WRITTEN PROBLEM:
Transcribe each line of the material as it is, and drop any picture.

━━ GIVEN RECORDS

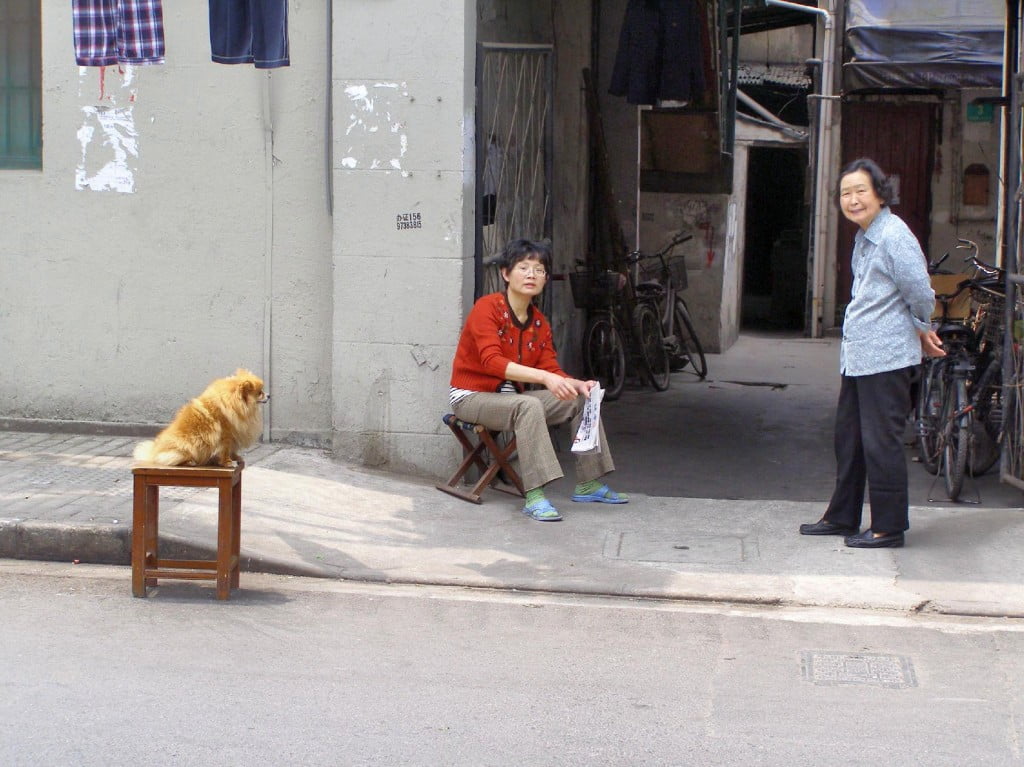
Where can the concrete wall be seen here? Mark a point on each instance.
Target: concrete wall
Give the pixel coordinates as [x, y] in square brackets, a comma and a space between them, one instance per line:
[566, 25]
[964, 143]
[119, 305]
[402, 179]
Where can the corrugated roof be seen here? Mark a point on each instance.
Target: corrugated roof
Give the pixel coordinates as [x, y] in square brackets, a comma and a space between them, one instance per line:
[778, 75]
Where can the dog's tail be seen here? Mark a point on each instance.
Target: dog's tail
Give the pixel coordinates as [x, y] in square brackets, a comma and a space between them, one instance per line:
[143, 451]
[146, 453]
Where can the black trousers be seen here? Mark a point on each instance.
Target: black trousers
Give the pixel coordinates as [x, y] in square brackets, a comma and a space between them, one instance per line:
[869, 422]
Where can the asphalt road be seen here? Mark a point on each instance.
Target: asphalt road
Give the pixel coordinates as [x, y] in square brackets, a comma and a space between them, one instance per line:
[302, 672]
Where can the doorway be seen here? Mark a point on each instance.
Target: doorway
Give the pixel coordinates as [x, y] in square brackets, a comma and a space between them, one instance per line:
[774, 294]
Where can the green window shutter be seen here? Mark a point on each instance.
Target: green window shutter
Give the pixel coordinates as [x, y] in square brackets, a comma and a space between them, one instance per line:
[20, 84]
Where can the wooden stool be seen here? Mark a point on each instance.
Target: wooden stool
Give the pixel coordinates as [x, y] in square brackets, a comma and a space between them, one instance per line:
[146, 566]
[486, 455]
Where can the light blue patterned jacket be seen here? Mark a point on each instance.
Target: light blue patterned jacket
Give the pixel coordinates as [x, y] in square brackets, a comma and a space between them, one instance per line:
[892, 299]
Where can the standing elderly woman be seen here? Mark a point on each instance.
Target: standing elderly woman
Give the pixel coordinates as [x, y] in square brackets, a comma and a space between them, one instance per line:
[507, 343]
[886, 330]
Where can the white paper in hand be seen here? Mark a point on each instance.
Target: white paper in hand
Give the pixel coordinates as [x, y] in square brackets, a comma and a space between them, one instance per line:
[588, 435]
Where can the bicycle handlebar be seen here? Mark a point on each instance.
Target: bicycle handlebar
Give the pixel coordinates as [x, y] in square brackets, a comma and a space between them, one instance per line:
[678, 239]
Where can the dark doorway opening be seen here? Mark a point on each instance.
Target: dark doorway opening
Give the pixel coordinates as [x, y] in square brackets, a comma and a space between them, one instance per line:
[774, 256]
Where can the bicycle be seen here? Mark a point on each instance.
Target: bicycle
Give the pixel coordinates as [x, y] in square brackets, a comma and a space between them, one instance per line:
[965, 388]
[943, 416]
[604, 339]
[663, 291]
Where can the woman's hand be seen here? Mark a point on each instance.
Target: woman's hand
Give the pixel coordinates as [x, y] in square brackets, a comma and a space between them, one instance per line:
[931, 344]
[563, 388]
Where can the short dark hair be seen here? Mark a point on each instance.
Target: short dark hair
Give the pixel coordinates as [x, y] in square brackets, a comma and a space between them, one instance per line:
[520, 250]
[883, 186]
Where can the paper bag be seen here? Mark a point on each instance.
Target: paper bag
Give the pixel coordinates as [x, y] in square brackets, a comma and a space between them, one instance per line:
[588, 435]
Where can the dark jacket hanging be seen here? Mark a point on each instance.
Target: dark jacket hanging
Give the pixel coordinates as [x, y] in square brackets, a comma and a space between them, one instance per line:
[659, 54]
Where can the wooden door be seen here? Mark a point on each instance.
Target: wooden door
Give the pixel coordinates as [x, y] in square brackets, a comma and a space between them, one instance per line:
[900, 137]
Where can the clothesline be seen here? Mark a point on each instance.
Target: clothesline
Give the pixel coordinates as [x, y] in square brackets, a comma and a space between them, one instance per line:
[131, 32]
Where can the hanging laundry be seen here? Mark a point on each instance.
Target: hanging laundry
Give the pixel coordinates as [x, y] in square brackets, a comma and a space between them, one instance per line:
[659, 56]
[111, 32]
[249, 32]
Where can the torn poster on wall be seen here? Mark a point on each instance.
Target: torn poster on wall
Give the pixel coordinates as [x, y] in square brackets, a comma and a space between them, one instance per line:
[108, 135]
[376, 128]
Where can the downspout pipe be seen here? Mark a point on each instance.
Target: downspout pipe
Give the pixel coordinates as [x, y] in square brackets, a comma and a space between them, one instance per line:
[822, 170]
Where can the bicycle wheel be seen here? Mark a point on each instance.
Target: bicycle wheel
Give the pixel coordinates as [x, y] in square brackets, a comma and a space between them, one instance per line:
[686, 351]
[986, 419]
[988, 398]
[604, 354]
[929, 414]
[957, 438]
[650, 342]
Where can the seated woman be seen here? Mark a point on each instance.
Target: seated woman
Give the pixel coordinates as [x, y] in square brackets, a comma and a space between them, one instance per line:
[507, 343]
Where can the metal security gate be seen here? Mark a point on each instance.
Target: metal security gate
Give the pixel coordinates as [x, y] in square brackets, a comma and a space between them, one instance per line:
[514, 86]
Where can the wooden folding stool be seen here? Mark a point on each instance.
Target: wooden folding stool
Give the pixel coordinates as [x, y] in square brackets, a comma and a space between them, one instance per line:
[487, 456]
[146, 564]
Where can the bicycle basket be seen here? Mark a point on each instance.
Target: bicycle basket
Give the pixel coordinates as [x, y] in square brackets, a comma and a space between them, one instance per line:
[595, 290]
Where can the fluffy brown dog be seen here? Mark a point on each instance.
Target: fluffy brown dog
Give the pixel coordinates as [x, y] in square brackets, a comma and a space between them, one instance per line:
[213, 427]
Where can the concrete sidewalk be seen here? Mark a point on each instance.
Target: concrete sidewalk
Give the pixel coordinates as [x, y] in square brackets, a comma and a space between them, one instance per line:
[69, 497]
[757, 432]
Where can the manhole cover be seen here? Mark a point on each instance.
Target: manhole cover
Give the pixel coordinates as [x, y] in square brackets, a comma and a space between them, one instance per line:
[894, 672]
[671, 547]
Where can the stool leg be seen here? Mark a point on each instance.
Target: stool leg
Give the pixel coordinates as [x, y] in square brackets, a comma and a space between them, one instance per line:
[223, 539]
[138, 539]
[152, 529]
[237, 531]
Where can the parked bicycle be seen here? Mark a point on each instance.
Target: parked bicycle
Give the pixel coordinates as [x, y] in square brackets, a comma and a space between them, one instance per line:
[604, 339]
[663, 288]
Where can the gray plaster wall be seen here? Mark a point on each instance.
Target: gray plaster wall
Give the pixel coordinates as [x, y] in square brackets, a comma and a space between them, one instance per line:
[118, 306]
[402, 180]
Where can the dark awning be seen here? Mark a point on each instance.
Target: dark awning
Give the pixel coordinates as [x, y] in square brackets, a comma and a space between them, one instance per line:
[936, 44]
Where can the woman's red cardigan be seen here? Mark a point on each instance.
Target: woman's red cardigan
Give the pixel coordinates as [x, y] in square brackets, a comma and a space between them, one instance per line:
[493, 337]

━━━━

EXPECTED OUTPUT:
Where can the concrete wall be seen here? Mark a point on each instance.
Target: concrete wall
Give the pixel coordinates as [x, y] in square brackets, a comma and a space between them, one instance per line:
[566, 25]
[964, 143]
[119, 305]
[402, 179]
Where can the corrugated roof be seen here? Mark a point on each instance.
Target: corrugated roof
Give the pixel coordinates as [x, y] in square brackets, a comma and a space between them, one instance per line:
[778, 75]
Where can the dog's tail be seen here? Mark a point on each instance.
Target: dog's tail
Give the pixel coordinates as [x, y] in square brackets, a comma and a space between them, one instance per line:
[143, 451]
[146, 453]
Where can the black trousers be seen here? Mark a point on each instance.
Target: black trousers
Give the pixel coordinates as [x, y] in square brackets, a comma and a space between them, one instance per line:
[869, 422]
Where can the asphalt road be seen here? Mark a point on each instance.
Target: asphalt road
Give the pixel coordinates as [x, y] in square brackets, a comma and a space between them, one instance per line:
[302, 672]
Where can the doorway be seen here? Mark a point on each instance.
Target: doorway
Give the pixel coordinates as [x, y] in square brackets, a comma and a space between them, one instance per line:
[774, 294]
Where can the green window shutter be seen here? Mark a point on each instance.
Target: green window shutter
Give the pixel coordinates as [x, y] in square brackets, a comma and a space between them, one instance per line:
[20, 84]
Where can the wooden stool be seen here? Mark a point on each instance.
Target: wooden stool
Give the pixel coordinates as [x, y] in square brackets, a comma and a space between them, one instance per line:
[146, 566]
[486, 455]
Where can the light blue patterned jacket be seen here? Mark a point on each instance.
Target: light blue patterned jacket
Give the pixel coordinates as [x, y] in square brackets, a comma and a space between them, one instance per line:
[892, 299]
Where can the standing elderly woman be seen here? Mark a point on each instance.
Target: standing elderly woman
Give the pixel coordinates as [x, y] in square brackets, a comma and a space between them, one instance per line:
[507, 343]
[886, 330]
Where can the white paper in hand be seen here? Mark a point on each instance.
Target: white paper in hand
Give the pixel coordinates as [x, y] in square brackets, a comma and a space between them, one instance per line:
[588, 435]
Where can the bicycle handlebar be seen here? Mark a point on each instance.
Target: bicycle handlebar
Give the pixel coordinates as [x, y] in square brackets, a comma and a space between them, one instance per line:
[678, 239]
Where can the dark doorway opening be seen here? Mark a point on each instance.
Target: dark doorway opening
Give the pixel coordinates as [x, y] in square brackets, a comma and a space between them, one instance per line:
[774, 256]
Where can the bicycle be seen here? Mark a point on each instance.
Target: bicycle
Give the pixel coordinates as [x, y] in square brackets, a comma and a space between them, one instance per line:
[965, 388]
[943, 416]
[604, 339]
[663, 291]
Where can the woman's hand be seen here? Mark a point on each instance.
Target: woman's hand
Give the pixel coordinates as [x, y] in square brackets, a comma and a space between them, one instance per line:
[931, 344]
[563, 388]
Where can the short dark hair be seen here? Mark a point on each instance.
Target: short dark hair
Give the pixel coordinates as [x, y] in square brackets, a comma and a space between them, one instance per line:
[520, 250]
[883, 186]
Where can the paper bag be seen here? Mark a point on each instance.
Target: paper bag
Give the pixel coordinates as [x, y] in square brackets, a comma and a space between them, one instance per line:
[588, 435]
Where can the dark jacket hanging be seen here? Mark a point on each instance.
Target: dark jacket hanging
Give the pixel coordinates as [x, y] in square brackets, a comma and a space between them, one instance per line:
[659, 54]
Where can the wooden door be seen here? Mark a point on each instance.
Target: wooden door
Give the pixel coordinates as [x, y] in square brackets, a comma and a space between them, one instance per line:
[900, 137]
Where can the clothesline be seen here? Mark a point on each instance.
Target: clothesline
Give the pixel coordinates as [x, y] in square brackets, a comma and a space between them, one instance per line:
[131, 32]
Where can the hanging laundry be seen here? Mark a point on each instance.
Target: hanging laundry
Give the pixel coordinates as [x, y] in square brackets, a comma and a space between them, one instance per line:
[659, 56]
[111, 32]
[249, 32]
Where can the torn poster on wall be seen here? Mark a point on each instance.
Target: torn poster on wall
Give the pixel coordinates as [x, y] in square brackets, a comma and a space between them, one instance per line:
[108, 135]
[376, 128]
Where can the downspout pipe be seen here? Mark a point on each instance.
Target: downspout pipe
Give the pixel coordinates as [x, y] in square brackets, a comma and a space between them, one instance per line:
[822, 170]
Where can the bicycle wheel be seen here? Mark a point on each instance.
Target: bicycle wheel
Give the pixel coordinates as [x, y] in square brackets, a comma and a space between them, one instance per line:
[686, 351]
[986, 419]
[988, 398]
[604, 354]
[929, 414]
[957, 438]
[650, 342]
Where can the seated woman be seen here? Mark a point on each instance.
Target: seated woman
Give the pixel coordinates as [x, y] in square brackets, a comma and a space between them, one instance per line:
[507, 343]
Where can the metal security gate be seen here? Mark a point on each instance.
Target: metal security gate
Give the pixel coordinates as [x, y] in square brackets, a comma and a space between them, one instance per line:
[514, 86]
Where can the wooden folding stool be seen here? Mark a point on each instance.
Target: wooden folding stool
Give the pixel coordinates as [x, y] in square brackets, a comma and a space between them, one instance per line:
[487, 456]
[146, 564]
Where can the bicycle basket be seen here? Mark a point on each instance.
Target: bicycle basket
Give the pixel coordinates as [x, y] in square brackets, a comma and a space between them, one instance per line:
[595, 290]
Where can the fluffy brown dog be seen here? Mark a point on each instance.
Target: fluffy brown dog
Give the pixel coordinates as [x, y] in square brackets, a comma and a space between them, one instance per line:
[213, 427]
Where can the concrete sidewalk be seen here? Mark a point on each instance.
Target: concrete sidewalk
Give the pixel coordinates as [x, y] in square brackets, a comma and a space between them, one instance per line:
[69, 497]
[757, 432]
Where can the manhole cover be seen here? Mark a point on each instance.
Target: manhole cover
Give the pixel coordinates as [x, y] in square brackets, a comma and a space between them, one instance per line:
[894, 672]
[671, 547]
Where can the stool leg be seen here? Mark a point on each instance.
Target: stool leg
Give the pixel coordinates as [x, y] in square brackets, a comma and a space between them, one instance per line:
[223, 539]
[138, 539]
[152, 529]
[237, 531]
Where can the parked bicycle be seen here? Mark a point on each instance.
Target: parked bicycle
Give the pixel coordinates as [x, y] in square brackets, a comma and a space between them, one instance per line:
[604, 339]
[663, 288]
Where can the gray plaster wall be seen here? Mark a point on each instance.
Target: gray plaster wall
Give the pixel coordinates as [x, y] in square brackets, a comma and a space between them, one instance per line:
[118, 306]
[402, 180]
Where can the dark awning be seen here? Mark a point on each instance.
Target: dark awning
Give the pixel coordinates as [x, y] in square brackets, a comma and a space between them, one instance per line:
[936, 44]
Where can the woman's red cardigan be seen here? Mark a point on each instance.
Target: woman's red cardigan
Give the pixel coordinates as [x, y] in square brackets, a comma and a space between them, one instance per line:
[493, 337]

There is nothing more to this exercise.